-- Exercise aim --
From the material below, pick out and copy in full every line that contains the string "decoy".
___ Supplied material ___
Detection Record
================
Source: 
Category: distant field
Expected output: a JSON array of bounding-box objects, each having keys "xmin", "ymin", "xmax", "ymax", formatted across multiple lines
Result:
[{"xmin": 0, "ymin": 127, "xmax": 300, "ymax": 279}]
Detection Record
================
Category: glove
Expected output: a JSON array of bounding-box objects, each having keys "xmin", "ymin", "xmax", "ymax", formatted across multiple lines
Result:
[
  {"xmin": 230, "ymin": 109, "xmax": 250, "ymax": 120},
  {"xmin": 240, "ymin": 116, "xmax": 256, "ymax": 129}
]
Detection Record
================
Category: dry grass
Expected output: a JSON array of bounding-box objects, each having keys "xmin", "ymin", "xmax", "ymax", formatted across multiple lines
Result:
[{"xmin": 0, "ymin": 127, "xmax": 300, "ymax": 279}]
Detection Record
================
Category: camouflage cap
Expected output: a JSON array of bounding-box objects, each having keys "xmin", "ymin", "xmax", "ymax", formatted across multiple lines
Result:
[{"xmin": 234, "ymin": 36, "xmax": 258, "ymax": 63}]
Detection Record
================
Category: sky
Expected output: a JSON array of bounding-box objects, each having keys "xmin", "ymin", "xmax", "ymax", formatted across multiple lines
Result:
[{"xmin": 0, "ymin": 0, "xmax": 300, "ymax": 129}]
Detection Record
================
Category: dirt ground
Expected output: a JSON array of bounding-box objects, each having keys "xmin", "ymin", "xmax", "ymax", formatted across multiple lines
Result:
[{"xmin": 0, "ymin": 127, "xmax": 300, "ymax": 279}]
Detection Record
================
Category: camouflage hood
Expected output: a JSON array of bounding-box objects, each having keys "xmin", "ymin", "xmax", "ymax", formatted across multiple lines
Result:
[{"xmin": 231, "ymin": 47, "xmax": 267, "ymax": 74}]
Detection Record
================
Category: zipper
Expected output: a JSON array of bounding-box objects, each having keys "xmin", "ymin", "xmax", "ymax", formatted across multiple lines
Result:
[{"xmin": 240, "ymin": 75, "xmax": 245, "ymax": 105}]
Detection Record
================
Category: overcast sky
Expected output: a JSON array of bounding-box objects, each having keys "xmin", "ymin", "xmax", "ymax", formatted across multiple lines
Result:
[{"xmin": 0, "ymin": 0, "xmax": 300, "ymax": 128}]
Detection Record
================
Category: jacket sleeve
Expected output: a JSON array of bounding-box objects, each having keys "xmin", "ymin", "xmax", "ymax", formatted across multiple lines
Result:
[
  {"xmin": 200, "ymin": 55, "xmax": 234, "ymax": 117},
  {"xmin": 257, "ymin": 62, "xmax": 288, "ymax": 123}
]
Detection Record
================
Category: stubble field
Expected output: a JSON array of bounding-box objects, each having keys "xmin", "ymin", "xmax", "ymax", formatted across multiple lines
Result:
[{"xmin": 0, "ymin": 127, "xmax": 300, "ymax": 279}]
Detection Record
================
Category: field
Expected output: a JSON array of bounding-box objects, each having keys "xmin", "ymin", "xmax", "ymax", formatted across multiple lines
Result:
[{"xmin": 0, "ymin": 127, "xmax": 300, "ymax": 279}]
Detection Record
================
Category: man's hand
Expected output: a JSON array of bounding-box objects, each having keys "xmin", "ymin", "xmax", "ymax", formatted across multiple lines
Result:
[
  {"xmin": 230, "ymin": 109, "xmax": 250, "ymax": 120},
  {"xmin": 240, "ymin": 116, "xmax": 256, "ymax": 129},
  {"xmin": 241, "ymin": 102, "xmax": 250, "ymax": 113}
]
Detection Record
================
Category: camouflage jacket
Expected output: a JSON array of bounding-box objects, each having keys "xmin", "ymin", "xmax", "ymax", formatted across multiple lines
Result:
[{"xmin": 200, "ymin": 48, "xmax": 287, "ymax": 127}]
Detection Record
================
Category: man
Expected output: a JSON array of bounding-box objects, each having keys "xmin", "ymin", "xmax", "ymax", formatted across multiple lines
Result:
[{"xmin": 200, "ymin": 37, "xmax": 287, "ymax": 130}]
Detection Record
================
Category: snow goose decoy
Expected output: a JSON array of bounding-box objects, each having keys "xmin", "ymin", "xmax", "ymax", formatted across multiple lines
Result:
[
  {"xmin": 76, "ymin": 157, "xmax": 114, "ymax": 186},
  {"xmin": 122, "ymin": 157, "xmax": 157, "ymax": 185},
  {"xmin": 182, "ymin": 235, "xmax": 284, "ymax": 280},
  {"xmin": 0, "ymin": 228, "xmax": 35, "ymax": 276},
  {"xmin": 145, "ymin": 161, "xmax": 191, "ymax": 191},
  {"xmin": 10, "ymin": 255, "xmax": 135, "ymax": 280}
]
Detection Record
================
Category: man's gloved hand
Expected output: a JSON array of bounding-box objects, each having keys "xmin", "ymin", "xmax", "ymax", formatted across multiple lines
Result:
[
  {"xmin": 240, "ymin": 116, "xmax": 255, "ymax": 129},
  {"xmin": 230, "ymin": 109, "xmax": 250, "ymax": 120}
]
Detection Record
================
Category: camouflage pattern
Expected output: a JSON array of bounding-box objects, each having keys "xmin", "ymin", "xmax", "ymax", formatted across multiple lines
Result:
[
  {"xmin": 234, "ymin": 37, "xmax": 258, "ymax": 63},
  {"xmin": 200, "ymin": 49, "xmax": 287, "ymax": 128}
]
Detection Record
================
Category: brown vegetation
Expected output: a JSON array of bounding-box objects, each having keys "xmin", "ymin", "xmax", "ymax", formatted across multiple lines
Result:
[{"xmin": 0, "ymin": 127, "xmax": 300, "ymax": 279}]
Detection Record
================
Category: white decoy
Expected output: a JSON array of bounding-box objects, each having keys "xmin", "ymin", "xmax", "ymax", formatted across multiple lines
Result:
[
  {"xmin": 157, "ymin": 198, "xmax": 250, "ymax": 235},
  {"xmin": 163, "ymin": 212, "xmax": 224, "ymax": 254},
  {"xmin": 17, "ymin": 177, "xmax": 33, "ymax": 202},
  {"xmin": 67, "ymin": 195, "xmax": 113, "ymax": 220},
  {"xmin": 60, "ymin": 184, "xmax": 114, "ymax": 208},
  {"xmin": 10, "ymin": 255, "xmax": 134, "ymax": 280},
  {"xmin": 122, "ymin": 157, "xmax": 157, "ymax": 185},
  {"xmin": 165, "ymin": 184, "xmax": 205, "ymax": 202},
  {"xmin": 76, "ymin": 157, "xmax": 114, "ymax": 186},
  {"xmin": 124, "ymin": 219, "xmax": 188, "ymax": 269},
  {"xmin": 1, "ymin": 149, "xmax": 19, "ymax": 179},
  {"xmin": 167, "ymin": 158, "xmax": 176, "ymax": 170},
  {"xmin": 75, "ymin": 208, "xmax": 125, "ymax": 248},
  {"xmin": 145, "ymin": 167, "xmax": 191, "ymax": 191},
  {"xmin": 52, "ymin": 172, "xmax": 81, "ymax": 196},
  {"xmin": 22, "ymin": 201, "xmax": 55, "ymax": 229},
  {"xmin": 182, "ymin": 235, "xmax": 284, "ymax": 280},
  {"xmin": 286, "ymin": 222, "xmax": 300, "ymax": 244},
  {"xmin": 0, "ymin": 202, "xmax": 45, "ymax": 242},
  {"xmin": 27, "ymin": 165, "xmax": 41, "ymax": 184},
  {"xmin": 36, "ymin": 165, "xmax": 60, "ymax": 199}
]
___
-- Answer below --
Category: snow goose decoy
Category: white decoy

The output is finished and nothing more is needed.